'''
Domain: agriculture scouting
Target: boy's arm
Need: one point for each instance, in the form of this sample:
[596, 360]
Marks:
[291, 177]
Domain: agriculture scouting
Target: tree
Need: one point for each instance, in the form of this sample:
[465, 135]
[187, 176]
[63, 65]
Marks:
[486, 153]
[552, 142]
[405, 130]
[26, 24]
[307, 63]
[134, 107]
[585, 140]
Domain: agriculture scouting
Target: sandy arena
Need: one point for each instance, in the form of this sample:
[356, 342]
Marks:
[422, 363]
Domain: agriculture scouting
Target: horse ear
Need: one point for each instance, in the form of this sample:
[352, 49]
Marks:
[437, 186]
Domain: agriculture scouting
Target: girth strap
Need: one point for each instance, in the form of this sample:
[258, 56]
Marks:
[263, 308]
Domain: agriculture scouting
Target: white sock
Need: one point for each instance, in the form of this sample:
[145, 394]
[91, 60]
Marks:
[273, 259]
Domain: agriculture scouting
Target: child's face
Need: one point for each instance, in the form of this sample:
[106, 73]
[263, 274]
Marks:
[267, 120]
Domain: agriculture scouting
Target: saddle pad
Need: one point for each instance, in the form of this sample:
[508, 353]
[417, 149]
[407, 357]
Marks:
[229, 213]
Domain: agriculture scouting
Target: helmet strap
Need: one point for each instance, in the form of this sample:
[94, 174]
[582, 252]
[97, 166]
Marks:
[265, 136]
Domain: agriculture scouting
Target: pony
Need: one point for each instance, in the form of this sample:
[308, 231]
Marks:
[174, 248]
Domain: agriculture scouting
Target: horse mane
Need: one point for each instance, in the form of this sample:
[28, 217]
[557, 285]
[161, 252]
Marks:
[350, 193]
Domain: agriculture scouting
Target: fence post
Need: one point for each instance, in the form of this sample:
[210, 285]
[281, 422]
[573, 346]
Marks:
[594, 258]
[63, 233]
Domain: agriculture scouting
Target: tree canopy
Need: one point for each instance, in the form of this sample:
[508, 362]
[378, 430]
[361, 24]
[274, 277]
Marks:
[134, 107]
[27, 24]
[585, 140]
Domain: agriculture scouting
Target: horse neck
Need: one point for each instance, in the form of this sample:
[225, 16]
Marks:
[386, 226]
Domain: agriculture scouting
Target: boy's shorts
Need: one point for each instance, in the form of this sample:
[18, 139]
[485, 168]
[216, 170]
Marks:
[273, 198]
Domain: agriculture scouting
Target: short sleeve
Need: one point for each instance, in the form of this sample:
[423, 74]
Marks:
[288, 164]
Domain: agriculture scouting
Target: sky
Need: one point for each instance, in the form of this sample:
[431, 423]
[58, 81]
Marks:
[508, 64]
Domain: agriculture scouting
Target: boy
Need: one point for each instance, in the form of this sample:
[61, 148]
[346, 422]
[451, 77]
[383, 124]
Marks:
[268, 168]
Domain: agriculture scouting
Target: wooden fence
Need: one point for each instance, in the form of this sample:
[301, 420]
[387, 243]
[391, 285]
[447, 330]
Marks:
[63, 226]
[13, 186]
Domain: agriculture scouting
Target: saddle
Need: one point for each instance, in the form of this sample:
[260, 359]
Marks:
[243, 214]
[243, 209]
'''
- **SHORT PROBLEM**
How many lines of the material above contain the string "strap"? Case counts. Reply with the number alone.

- **OUTPUT BELOW**
2